### Your goal
Transfer the part of the material that opens with the line containing "Where can you see the reflection on water" and runs through the end of the material, keeping every line, and add 72 to each coordinate value in the answers.

╭─ Record list

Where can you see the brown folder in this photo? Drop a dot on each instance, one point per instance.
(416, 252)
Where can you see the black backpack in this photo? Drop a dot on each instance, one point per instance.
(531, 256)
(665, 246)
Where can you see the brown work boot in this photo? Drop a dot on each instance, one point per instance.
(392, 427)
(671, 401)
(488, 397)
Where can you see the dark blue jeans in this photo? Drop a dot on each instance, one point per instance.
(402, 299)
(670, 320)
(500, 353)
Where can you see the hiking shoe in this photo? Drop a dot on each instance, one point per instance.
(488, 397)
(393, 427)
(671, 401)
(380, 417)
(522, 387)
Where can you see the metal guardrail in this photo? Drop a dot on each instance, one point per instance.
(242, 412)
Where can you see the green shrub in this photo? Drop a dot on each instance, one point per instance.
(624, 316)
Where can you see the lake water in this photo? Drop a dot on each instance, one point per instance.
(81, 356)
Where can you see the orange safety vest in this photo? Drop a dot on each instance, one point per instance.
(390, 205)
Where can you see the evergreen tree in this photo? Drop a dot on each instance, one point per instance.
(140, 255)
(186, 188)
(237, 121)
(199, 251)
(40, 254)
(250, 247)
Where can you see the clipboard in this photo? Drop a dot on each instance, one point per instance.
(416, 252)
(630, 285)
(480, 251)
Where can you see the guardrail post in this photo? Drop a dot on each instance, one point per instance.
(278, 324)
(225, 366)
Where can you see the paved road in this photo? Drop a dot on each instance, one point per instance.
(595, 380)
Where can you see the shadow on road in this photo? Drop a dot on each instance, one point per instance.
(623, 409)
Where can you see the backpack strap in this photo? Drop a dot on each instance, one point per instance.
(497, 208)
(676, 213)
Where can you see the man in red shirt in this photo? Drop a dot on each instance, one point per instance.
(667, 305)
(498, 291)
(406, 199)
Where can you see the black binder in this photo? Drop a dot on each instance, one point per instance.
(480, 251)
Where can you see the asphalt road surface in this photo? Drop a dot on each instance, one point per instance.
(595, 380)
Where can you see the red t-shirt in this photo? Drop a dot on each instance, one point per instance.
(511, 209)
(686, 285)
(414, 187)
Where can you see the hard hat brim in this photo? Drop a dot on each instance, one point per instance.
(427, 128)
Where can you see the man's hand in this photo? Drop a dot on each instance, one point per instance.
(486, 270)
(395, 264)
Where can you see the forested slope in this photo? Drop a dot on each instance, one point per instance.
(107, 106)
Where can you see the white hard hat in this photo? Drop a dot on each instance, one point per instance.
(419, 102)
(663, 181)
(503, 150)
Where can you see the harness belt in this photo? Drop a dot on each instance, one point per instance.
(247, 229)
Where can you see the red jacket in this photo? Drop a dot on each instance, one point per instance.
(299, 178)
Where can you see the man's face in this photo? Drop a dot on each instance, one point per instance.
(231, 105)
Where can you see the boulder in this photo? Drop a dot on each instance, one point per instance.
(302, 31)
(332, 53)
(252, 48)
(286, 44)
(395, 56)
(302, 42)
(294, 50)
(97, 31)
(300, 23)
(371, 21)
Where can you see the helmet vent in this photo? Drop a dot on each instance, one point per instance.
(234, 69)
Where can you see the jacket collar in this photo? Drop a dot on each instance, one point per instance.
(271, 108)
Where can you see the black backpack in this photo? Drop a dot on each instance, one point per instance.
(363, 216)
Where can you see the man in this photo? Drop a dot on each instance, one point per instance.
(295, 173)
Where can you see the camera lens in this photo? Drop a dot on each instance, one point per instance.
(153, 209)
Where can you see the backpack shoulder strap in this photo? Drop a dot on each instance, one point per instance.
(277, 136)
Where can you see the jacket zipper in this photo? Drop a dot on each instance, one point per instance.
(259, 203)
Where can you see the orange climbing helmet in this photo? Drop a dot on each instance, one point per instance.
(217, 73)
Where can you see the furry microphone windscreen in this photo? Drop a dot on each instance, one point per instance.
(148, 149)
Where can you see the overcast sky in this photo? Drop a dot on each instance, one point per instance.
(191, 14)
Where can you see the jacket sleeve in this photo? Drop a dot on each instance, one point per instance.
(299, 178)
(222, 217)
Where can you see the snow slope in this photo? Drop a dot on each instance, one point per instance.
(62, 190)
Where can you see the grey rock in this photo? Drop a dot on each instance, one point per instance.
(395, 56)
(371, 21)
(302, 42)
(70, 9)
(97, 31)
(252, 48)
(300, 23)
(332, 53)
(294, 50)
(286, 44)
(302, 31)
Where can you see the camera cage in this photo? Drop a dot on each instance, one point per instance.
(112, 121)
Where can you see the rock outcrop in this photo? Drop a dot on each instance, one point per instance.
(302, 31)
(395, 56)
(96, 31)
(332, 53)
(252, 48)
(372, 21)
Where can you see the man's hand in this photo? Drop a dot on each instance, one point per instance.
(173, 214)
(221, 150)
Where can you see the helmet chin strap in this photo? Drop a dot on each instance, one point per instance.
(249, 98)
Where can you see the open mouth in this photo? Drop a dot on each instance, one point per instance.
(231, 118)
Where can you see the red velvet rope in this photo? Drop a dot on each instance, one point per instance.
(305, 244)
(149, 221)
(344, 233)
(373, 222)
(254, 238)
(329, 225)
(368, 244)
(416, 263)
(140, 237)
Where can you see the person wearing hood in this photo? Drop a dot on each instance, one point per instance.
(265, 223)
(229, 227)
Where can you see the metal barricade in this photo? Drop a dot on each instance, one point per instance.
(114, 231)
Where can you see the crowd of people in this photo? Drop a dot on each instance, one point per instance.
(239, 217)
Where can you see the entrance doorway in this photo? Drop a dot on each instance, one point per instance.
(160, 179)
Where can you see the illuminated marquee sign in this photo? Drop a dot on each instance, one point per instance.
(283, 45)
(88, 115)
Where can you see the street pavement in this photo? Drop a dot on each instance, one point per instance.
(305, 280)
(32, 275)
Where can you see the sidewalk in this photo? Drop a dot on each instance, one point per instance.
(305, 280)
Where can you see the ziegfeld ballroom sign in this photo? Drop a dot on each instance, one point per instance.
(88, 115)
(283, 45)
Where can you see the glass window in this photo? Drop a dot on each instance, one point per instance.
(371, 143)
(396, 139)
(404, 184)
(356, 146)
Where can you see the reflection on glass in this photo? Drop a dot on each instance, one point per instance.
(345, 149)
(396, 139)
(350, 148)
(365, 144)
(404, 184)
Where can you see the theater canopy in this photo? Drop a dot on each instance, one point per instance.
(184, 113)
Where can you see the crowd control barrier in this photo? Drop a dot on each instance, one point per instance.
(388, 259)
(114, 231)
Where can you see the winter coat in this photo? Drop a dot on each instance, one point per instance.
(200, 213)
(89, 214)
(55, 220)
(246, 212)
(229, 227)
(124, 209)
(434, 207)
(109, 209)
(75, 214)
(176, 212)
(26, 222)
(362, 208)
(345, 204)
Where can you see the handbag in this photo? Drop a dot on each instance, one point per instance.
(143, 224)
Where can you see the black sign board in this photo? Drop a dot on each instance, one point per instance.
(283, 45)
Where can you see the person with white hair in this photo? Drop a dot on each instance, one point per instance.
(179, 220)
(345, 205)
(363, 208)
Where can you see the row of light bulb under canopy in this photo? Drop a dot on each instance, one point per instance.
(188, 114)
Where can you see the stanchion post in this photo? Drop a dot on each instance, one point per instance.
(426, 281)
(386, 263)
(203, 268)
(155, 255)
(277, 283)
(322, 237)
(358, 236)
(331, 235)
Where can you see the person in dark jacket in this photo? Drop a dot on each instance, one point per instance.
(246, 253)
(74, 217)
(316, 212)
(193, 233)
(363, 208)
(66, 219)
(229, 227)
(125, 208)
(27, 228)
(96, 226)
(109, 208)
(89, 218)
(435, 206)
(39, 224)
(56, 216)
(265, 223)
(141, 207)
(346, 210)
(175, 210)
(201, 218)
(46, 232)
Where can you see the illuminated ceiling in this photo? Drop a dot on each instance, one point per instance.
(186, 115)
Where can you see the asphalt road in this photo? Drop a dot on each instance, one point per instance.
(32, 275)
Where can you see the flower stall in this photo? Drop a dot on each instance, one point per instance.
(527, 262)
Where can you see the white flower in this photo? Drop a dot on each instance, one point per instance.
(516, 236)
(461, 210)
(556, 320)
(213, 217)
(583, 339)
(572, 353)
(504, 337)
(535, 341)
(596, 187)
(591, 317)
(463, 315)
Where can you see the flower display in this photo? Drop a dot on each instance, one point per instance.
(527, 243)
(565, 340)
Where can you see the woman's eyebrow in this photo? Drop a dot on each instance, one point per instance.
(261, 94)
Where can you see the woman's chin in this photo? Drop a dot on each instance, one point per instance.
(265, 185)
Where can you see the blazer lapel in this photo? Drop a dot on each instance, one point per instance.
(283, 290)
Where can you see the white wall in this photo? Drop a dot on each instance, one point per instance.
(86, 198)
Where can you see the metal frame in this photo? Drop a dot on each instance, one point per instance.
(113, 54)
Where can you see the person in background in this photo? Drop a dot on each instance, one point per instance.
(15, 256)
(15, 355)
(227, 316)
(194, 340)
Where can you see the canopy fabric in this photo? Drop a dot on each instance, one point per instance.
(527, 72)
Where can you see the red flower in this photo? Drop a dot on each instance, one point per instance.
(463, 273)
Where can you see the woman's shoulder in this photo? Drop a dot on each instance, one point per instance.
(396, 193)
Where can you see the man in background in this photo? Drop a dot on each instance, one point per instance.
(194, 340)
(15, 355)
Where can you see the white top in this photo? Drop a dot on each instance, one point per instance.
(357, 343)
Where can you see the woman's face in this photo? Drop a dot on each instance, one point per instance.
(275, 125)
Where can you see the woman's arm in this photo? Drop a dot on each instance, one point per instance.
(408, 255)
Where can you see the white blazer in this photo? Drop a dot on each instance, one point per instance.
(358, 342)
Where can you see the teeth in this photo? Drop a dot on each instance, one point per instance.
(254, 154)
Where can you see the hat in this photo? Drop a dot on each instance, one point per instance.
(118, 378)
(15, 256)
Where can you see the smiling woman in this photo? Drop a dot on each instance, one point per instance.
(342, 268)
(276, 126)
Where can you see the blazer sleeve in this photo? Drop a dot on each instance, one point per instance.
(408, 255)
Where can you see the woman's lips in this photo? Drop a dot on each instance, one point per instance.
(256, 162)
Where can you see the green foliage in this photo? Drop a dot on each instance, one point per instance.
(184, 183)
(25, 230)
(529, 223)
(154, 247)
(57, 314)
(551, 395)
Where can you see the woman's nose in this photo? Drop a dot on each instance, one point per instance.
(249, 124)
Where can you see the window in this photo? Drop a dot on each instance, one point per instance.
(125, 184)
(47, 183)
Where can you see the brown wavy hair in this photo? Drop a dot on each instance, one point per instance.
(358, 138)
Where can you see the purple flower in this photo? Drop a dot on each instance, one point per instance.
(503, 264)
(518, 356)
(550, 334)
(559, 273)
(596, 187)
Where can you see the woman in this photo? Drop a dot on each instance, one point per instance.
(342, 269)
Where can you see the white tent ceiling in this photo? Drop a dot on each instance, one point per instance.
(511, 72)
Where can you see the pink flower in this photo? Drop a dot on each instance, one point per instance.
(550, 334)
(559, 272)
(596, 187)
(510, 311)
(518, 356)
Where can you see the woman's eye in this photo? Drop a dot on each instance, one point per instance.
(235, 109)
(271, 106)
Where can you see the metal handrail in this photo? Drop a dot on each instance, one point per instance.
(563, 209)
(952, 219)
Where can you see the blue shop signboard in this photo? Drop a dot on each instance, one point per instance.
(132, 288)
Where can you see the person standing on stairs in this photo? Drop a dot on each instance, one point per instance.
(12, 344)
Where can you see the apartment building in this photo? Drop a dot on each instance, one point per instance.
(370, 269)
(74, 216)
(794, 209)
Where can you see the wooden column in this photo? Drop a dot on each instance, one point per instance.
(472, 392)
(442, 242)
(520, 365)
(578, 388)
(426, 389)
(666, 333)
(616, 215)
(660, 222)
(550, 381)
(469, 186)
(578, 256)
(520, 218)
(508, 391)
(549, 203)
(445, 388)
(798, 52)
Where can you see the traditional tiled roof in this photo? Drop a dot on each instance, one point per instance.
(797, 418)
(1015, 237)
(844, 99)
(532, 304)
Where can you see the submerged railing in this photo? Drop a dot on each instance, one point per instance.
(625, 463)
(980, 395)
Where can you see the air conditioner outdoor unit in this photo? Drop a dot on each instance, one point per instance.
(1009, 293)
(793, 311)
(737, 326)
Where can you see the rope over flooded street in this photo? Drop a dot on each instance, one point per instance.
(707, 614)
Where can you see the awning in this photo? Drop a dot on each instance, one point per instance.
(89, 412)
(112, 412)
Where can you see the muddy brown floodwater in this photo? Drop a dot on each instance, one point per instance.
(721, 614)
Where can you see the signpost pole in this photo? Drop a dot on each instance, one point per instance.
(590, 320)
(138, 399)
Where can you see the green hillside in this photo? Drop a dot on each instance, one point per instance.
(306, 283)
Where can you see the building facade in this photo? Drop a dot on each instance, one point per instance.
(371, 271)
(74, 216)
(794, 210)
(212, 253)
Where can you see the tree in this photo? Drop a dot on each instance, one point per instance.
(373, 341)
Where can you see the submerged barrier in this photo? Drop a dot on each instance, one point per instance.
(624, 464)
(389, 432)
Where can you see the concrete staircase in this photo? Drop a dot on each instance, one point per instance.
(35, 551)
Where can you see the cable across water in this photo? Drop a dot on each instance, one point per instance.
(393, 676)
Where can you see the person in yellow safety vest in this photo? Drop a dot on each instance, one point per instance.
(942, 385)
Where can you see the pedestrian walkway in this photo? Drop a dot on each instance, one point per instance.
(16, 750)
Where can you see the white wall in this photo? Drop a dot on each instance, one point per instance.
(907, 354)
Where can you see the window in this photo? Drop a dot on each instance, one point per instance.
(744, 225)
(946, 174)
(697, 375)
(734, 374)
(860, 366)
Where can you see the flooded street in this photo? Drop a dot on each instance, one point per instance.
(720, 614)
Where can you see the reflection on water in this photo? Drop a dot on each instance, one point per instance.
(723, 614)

╰─

### Result of this exercise
Where can you see the reflection on water in this photo? Drop a dot on each instance, one point per instance.
(795, 686)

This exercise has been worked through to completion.